_YOUR INSTRUCTIONS_
Omit any picture, and return the remaining data exactly as written.

Items from a dataset

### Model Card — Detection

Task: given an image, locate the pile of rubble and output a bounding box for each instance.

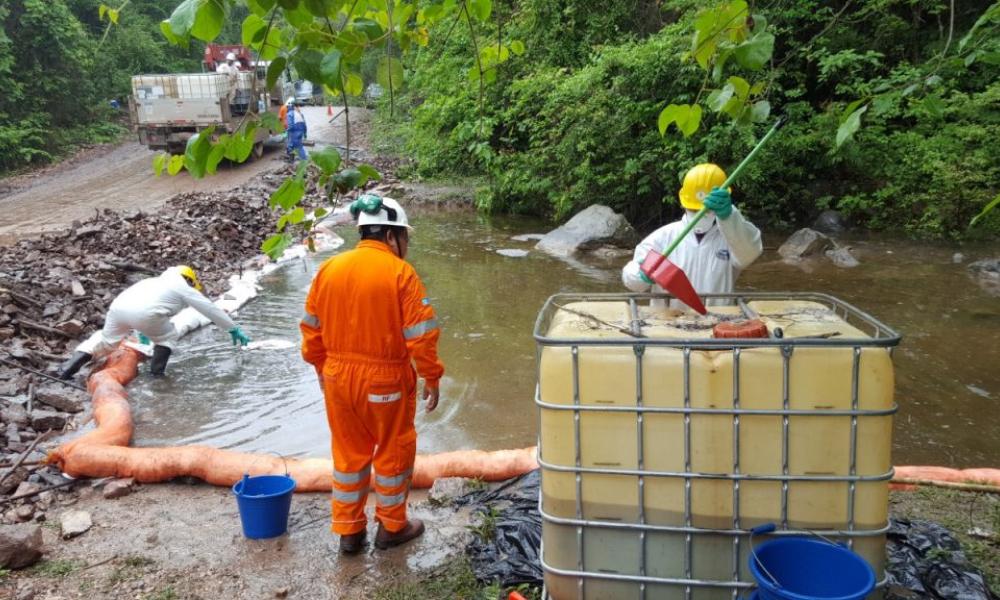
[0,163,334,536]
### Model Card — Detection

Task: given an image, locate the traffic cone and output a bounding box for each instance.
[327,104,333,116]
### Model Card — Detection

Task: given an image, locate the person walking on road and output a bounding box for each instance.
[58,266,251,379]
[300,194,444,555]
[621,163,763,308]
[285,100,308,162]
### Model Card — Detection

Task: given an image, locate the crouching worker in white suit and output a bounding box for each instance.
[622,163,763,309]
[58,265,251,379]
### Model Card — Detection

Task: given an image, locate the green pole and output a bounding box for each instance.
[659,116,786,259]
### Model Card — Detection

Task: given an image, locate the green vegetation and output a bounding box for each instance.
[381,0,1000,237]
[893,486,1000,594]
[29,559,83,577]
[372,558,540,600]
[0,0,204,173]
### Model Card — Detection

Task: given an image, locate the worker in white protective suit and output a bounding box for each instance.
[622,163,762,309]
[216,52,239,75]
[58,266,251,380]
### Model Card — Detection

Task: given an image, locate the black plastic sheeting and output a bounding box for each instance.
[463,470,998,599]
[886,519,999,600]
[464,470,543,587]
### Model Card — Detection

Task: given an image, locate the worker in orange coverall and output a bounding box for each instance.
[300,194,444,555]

_WRITTEN SOLUTION_
### Model Card — Detection

Task: given an image, locate the pile of rubble and output a bounding box for each instance.

[0,163,334,536]
### Model Card — Detection

Task: given an image, locate the traffic cone and output a bounding box for each instance.
[327,104,333,116]
### Model Card — Detection

Task: given an image, locate the person walking on road and output a bounding box for each instance.
[58,266,251,379]
[300,194,444,555]
[621,163,763,308]
[285,100,308,162]
### Model Card — Detection

Task: given an image, locate the crouching worker in white suit and output a bounding box for each instance.
[622,163,763,309]
[58,265,251,379]
### Model Card — Detection

Task: given an image, locate the green pole and output a bounding box for each instance.
[659,116,786,259]
### Model Card — Detection

Task: given an image, locate the green vegetation and output a bounding box for each instance.
[381,0,1000,237]
[893,486,1000,594]
[29,559,83,577]
[372,558,540,600]
[0,0,204,173]
### Model Card — Detection

Task: given an image, locate the worker in white protective suit and output a bounding box for each instance.
[622,163,762,309]
[216,52,239,75]
[58,266,251,380]
### Model Card — Detection

Task: given an image, locate the black plastic sheeting and output a bounding box for each instance.
[463,470,998,599]
[886,519,999,600]
[464,470,543,587]
### Model Card — Detection

Task: given an image, locate the worker in orange coverall and output a bounding box for each instance.
[300,194,444,555]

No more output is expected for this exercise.